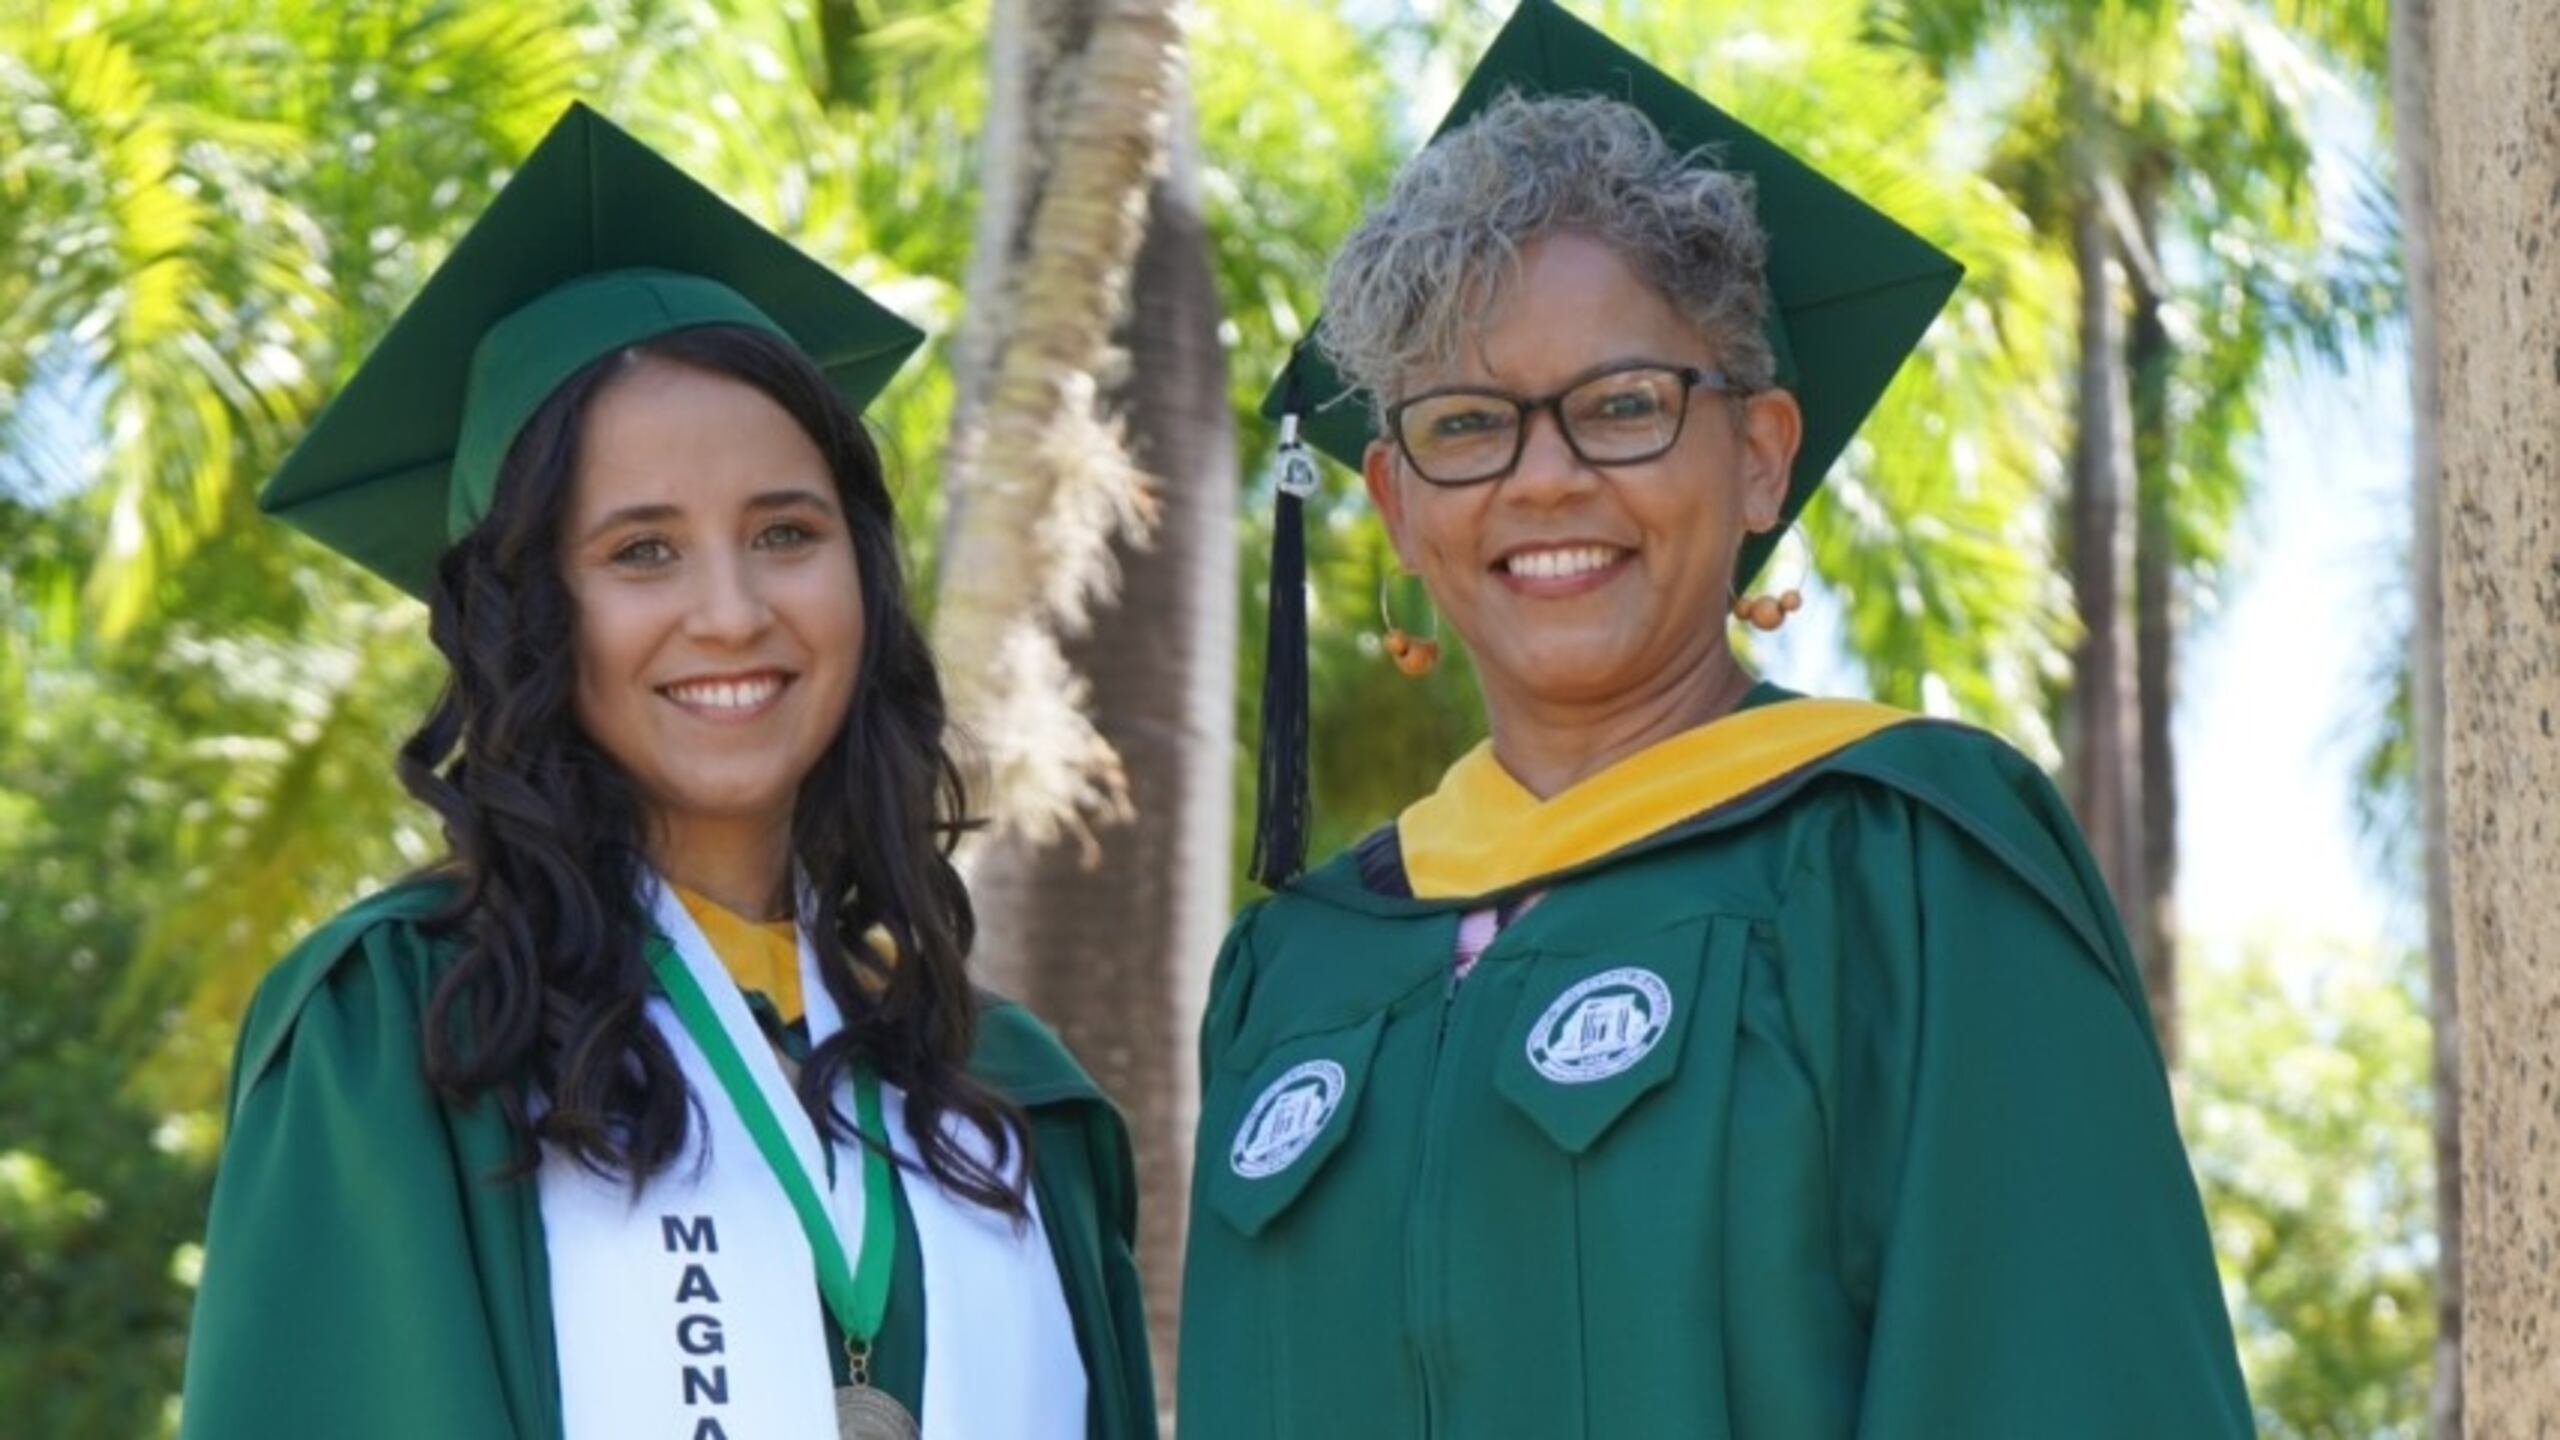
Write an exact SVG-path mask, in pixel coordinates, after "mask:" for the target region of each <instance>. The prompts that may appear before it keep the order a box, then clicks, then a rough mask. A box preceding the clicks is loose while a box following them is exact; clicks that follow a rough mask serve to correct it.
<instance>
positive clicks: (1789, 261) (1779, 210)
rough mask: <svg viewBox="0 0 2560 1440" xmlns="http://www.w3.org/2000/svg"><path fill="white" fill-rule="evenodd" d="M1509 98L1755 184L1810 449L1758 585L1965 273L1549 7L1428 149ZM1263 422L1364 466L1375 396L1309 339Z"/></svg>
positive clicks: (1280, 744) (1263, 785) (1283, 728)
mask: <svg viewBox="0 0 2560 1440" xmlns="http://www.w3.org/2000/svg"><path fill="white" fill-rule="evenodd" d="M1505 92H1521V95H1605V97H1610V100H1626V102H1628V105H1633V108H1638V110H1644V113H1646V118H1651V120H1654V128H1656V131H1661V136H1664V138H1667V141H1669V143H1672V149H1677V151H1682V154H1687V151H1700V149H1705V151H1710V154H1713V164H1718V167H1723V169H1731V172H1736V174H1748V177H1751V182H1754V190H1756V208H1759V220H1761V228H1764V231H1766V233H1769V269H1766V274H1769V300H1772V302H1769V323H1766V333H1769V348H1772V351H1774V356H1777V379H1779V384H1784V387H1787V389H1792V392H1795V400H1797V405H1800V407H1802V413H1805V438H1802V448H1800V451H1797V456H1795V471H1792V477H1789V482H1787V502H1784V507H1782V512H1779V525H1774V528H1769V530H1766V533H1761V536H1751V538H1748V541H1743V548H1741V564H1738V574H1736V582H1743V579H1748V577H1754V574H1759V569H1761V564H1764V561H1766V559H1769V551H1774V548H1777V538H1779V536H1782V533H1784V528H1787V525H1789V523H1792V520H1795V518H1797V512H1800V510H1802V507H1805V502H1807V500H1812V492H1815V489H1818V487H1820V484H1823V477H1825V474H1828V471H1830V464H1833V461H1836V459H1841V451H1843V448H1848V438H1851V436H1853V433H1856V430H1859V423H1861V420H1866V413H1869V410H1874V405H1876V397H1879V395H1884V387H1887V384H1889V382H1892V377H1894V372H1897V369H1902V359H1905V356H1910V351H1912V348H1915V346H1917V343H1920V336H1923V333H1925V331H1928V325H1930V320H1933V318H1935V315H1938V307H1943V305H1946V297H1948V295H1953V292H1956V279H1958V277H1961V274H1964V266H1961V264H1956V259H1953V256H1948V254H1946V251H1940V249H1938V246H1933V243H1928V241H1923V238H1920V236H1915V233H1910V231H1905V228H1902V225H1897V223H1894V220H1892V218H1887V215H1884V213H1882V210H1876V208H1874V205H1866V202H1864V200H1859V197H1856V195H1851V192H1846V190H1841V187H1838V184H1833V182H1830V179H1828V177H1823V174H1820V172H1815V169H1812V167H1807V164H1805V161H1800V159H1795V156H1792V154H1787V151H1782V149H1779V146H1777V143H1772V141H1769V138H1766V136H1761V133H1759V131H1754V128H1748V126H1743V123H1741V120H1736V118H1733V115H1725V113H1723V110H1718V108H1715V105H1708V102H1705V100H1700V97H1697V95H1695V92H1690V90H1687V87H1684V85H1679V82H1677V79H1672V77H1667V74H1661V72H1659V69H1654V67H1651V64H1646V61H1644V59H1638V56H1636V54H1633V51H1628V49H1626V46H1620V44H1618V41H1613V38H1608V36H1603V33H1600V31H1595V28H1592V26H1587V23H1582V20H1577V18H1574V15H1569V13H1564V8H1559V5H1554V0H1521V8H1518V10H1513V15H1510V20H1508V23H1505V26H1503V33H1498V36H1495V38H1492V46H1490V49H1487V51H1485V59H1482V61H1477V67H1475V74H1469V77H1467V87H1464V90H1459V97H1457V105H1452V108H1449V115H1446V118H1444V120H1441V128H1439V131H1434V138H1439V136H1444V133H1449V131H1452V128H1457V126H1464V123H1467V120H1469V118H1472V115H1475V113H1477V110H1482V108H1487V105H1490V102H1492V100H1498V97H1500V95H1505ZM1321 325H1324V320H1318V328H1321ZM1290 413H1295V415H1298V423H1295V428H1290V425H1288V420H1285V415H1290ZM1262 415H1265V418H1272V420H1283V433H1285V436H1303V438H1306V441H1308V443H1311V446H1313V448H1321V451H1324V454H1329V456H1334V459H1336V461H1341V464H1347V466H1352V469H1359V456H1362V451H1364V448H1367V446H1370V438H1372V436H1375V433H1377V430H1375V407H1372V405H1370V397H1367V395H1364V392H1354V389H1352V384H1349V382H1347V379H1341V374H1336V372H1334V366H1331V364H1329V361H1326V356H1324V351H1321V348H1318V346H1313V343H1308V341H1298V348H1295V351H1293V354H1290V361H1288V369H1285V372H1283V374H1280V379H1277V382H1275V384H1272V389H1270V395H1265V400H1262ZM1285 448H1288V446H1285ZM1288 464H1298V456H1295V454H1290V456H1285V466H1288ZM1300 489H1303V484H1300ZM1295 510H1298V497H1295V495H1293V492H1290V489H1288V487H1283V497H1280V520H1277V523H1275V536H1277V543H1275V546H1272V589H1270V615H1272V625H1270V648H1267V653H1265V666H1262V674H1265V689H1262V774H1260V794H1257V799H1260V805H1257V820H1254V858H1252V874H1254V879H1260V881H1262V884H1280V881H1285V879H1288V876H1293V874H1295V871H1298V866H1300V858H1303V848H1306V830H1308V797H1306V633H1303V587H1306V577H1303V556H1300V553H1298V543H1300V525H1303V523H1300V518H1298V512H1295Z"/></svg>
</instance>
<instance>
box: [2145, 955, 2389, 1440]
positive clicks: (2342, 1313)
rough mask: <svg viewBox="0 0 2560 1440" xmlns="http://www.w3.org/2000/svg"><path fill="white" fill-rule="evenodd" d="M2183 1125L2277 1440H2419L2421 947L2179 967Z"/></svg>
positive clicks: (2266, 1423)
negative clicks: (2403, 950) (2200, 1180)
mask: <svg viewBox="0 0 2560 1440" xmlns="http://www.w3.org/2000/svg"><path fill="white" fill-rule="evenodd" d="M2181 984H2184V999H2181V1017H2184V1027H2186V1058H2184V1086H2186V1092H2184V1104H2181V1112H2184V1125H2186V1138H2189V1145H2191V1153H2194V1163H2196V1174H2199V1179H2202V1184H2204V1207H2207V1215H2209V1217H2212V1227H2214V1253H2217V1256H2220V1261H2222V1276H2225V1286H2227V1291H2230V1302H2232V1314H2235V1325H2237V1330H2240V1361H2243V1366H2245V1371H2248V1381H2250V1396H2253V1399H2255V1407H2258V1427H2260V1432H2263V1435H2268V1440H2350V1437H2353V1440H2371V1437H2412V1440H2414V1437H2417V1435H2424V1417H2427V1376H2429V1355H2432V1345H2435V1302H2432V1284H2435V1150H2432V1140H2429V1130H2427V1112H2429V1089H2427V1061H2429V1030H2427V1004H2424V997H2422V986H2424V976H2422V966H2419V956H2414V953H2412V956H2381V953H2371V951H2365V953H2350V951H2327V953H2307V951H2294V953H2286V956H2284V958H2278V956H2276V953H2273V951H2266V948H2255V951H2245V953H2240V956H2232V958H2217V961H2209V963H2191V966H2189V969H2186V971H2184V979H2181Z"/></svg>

§ **PROBLEM STATEMENT**
Arrange every line of the listing above as a Markdown table with two columns, Row and Text, where Row holds the line's number and Text holds the line itself, and omit blank lines. Leave the pictures out of the table.

§ **OUTPUT**
| Row | Text |
|---|---|
| 1 | Write an exact SVG-path mask, in pixel coordinates, after "mask:" for the target region of each <instance>. The prompts that may appear before it keep the order a box, then clicks, then a rough mask. A box preceding the clicks is loose while a box following them is exact; clicks that follow a rough mask serve to correct it. |
| 2 | <instance> |
| 3 | positive clicks: (1789, 261) (1779, 210) |
| 4 | rough mask: <svg viewBox="0 0 2560 1440" xmlns="http://www.w3.org/2000/svg"><path fill="white" fill-rule="evenodd" d="M1509 98L1755 184L1810 449L1758 585L1965 273L1549 7L1428 149ZM1263 422L1364 466L1375 396L1309 339Z"/></svg> |
| 5 | positive clicks: (1280, 744) (1263, 785) (1283, 728) |
| 6 | mask: <svg viewBox="0 0 2560 1440" xmlns="http://www.w3.org/2000/svg"><path fill="white" fill-rule="evenodd" d="M1505 92H1521V95H1605V97H1610V100H1626V102H1628V105H1633V108H1638V110H1644V113H1646V118H1651V120H1654V128H1656V131H1661V136H1664V138H1667V141H1669V143H1672V149H1677V151H1682V154H1687V151H1700V149H1705V151H1710V154H1713V164H1718V167H1723V169H1731V172H1736V174H1748V177H1751V182H1754V190H1756V208H1759V220H1761V228H1764V231H1766V233H1769V269H1766V274H1769V300H1772V302H1769V323H1766V333H1769V348H1772V351H1774V356H1777V379H1779V384H1784V387H1787V389H1792V392H1795V400H1797V405H1800V407H1802V413H1805V438H1802V448H1800V451H1797V456H1795V471H1792V477H1789V482H1787V502H1784V507H1782V512H1779V525H1774V528H1769V530H1766V533H1761V536H1751V538H1748V541H1743V548H1741V564H1738V574H1736V582H1743V579H1748V577H1754V574H1759V569H1761V564H1764V561H1766V559H1769V551H1774V548H1777V538H1779V536H1782V533H1784V528H1787V525H1789V523H1792V520H1795V518H1797V512H1800V510H1802V507H1805V502H1807V500H1812V492H1815V489H1818V487H1820V484H1823V477H1825V474H1828V471H1830V464H1833V461H1836V459H1841V451H1843V448H1848V438H1851V436H1853V433H1856V430H1859V423H1861V420H1866V413H1869V410H1874V405H1876V397H1879V395H1884V387H1887V384H1889V382H1892V377H1894V372H1897V369H1902V359H1905V356H1910V351H1912V348H1915V346H1917V343H1920V336H1923V333H1925V331H1928V325H1930V320H1933V318H1935V315H1938V307H1943V305H1946V297H1948V295H1953V292H1956V279H1958V277H1961V274H1964V266H1961V264H1956V259H1953V256H1948V254H1946V251H1940V249H1938V246H1933V243H1928V241H1923V238H1920V236H1915V233H1910V231H1905V228H1902V225H1897V223H1894V220H1892V218H1887V215H1884V213H1882V210H1876V208H1874V205H1866V202H1864V200H1859V197H1856V195H1851V192H1846V190H1841V187H1838V184H1833V182H1830V179H1828V177H1823V174H1820V172H1815V169H1812V167H1807V164H1805V161H1800V159H1795V156H1792V154H1787V151H1782V149H1779V146H1777V143H1772V141H1769V138H1766V136H1761V133H1759V131H1754V128H1748V126H1743V123H1741V120H1736V118H1733V115H1725V113H1723V110H1718V108H1715V105H1708V102H1705V100H1700V97H1697V95H1695V92H1690V90H1687V87H1684V85H1679V82H1677V79H1672V77H1667V74H1661V72H1659V69H1654V67H1651V64H1646V61H1644V59H1638V56H1636V54H1633V51H1628V49H1626V46H1620V44H1618V41H1613V38H1608V36H1603V33H1600V31H1595V28H1592V26H1587V23H1582V20H1577V18H1574V15H1569V13H1564V8H1559V5H1554V0H1521V8H1518V10H1513V15H1510V20H1508V23H1505V26H1503V33H1498V36H1495V38H1492V46H1490V49H1487V51H1485V59H1482V61H1477V67H1475V74H1469V77H1467V87H1464V90H1459V97H1457V105H1452V108H1449V115H1446V118H1444V120H1441V128H1439V131H1434V138H1439V136H1444V133H1449V131H1452V128H1457V126H1464V123H1467V120H1469V118H1472V115H1475V113H1477V110H1482V108H1487V105H1490V102H1492V100H1498V97H1500V95H1505ZM1321 325H1324V320H1318V328H1321ZM1290 413H1295V415H1298V423H1295V428H1290V425H1288V420H1285V415H1290ZM1262 415H1265V418H1272V420H1283V433H1285V436H1303V438H1306V441H1308V443H1311V446H1313V448H1321V451H1324V454H1329V456H1334V459H1336V461H1341V464H1347V466H1352V469H1359V456H1362V451H1364V448H1367V446H1370V438H1372V436H1375V433H1377V430H1375V407H1372V405H1370V397H1367V395H1364V392H1354V389H1352V384H1349V382H1347V379H1341V374H1336V372H1334V366H1331V364H1329V361H1326V356H1324V351H1321V348H1318V346H1313V343H1308V341H1298V348H1295V351H1293V354H1290V361H1288V369H1285V372H1283V374H1280V379H1277V382H1275V384H1272V389H1270V395H1265V400H1262ZM1285 448H1288V446H1285ZM1288 464H1298V456H1295V454H1290V456H1285V466H1288ZM1300 489H1303V484H1300ZM1295 510H1298V497H1295V495H1293V492H1290V489H1288V487H1283V497H1280V520H1277V523H1275V536H1277V543H1275V546H1272V589H1270V615H1272V625H1270V648H1267V653H1265V666H1262V674H1265V689H1262V774H1260V794H1257V799H1260V805H1257V820H1254V858H1252V874H1254V879H1260V881H1262V884H1280V881H1285V879H1288V876H1293V874H1295V871H1298V866H1300V858H1303V848H1306V830H1308V797H1306V633H1303V587H1306V577H1303V556H1300V553H1298V543H1300V525H1303V523H1300V518H1298V512H1295Z"/></svg> |
| 7 | </instance> |
| 8 | <instance> |
| 9 | box: [2145, 955, 2389, 1440] |
| 10 | positive clicks: (2342, 1313) |
| 11 | rough mask: <svg viewBox="0 0 2560 1440" xmlns="http://www.w3.org/2000/svg"><path fill="white" fill-rule="evenodd" d="M2183 1125L2277 1440H2419L2421 947L2179 967Z"/></svg> |
| 12 | positive clicks: (2266, 1423) |
| 13 | negative clicks: (2403, 950) (2200, 1180) |
| 14 | mask: <svg viewBox="0 0 2560 1440" xmlns="http://www.w3.org/2000/svg"><path fill="white" fill-rule="evenodd" d="M2181 984H2184V999H2181V1017H2184V1027H2186V1058H2184V1086H2186V1092H2184V1104H2181V1112H2184V1125H2186V1138H2189V1145H2191V1153H2194V1163H2196V1174H2199V1179H2202V1184H2204V1207H2207V1215H2209V1217H2212V1227H2214V1253H2217V1256H2220V1261H2222V1276H2225V1286H2227V1291H2230V1302H2232V1314H2235V1325H2237V1330H2240V1361H2243V1366H2245V1371H2248V1381H2250V1396H2253V1399H2255V1407H2258V1427H2260V1432H2263V1435H2268V1440H2350V1437H2353V1440H2371V1437H2412V1440H2414V1437H2417V1435H2424V1417H2427V1376H2429V1355H2432V1345H2435V1302H2432V1284H2435V1150H2432V1140H2429V1130H2427V1112H2429V1089H2427V1061H2429V1030H2427V1004H2424V997H2422V986H2424V976H2422V966H2419V956H2414V953H2412V956H2381V953H2371V951H2365V953H2350V951H2327V953H2307V951H2294V953H2286V956H2284V958H2278V956H2276V953H2273V951H2266V948H2255V951H2245V953H2240V956H2232V958H2217V961H2209V963H2191V966H2189V969H2186V971H2184V979H2181Z"/></svg> |